**REQUEST**
Please pick out each line in the records below that contains the word "building", and copy those lines out in full.

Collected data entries

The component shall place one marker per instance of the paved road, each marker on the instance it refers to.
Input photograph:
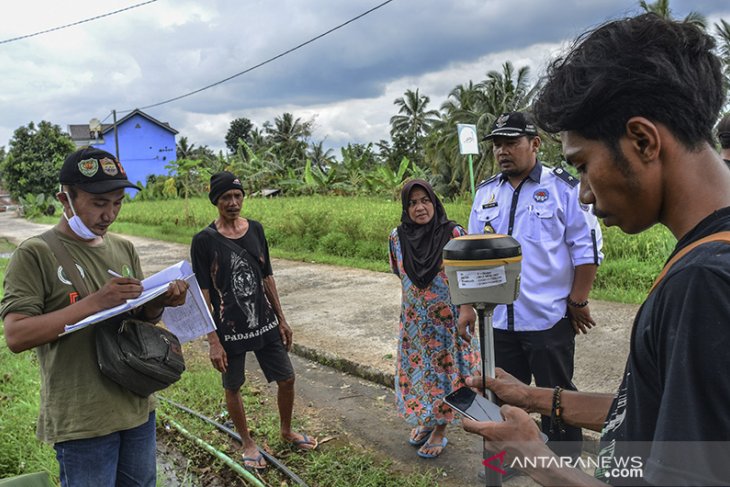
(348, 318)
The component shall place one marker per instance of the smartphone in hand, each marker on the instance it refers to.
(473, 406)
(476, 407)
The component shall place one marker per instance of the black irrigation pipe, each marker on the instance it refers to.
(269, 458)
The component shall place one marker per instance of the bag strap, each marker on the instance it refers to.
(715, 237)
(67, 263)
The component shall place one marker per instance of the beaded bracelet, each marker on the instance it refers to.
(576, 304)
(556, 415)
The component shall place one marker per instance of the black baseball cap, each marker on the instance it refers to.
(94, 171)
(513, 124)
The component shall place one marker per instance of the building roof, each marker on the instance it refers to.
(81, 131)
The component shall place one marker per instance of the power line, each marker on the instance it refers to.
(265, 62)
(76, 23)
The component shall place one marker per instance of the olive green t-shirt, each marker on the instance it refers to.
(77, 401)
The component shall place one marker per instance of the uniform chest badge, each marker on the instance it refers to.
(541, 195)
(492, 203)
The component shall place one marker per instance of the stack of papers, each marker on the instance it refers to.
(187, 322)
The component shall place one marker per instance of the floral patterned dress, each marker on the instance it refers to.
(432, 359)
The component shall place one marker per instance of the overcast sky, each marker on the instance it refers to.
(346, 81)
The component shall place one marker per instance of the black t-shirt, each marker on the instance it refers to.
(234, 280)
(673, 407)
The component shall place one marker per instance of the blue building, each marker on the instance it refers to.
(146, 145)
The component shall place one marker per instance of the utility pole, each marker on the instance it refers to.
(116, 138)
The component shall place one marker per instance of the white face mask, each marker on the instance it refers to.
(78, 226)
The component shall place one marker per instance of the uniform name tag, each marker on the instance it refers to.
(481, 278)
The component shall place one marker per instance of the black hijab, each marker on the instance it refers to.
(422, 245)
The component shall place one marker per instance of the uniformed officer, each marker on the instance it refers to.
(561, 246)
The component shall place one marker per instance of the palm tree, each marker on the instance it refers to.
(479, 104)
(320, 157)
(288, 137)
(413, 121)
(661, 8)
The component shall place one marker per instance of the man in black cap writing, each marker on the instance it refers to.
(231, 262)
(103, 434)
--
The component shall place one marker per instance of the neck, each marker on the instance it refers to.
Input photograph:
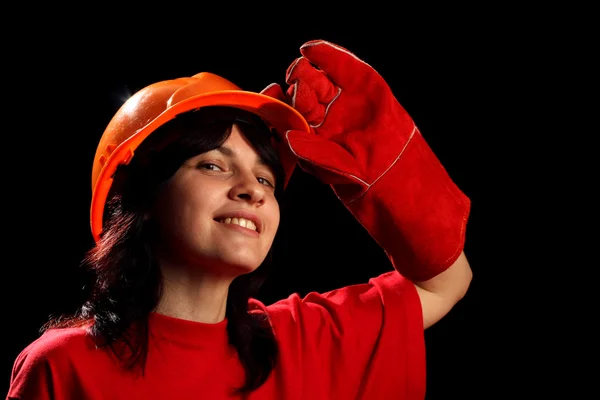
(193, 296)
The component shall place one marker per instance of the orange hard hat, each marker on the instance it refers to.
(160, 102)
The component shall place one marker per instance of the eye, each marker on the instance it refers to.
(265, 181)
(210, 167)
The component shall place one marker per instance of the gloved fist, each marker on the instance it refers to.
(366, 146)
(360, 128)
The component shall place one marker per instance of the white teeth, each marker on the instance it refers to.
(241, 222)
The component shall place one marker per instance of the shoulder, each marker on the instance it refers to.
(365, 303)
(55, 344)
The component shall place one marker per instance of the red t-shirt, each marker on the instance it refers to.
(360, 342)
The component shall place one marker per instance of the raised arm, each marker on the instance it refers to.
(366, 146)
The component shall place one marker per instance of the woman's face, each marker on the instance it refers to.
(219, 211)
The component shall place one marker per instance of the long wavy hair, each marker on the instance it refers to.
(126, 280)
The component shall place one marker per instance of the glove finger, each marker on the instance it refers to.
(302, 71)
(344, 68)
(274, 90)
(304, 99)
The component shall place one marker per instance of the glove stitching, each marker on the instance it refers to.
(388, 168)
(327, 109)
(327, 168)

**FINAL ANSWER**
The component shall place one marker per instance of the building roof, each marker on the instance it refers to.
The component shall place one marker per instance of the blue building, each marker on the instance it refers to.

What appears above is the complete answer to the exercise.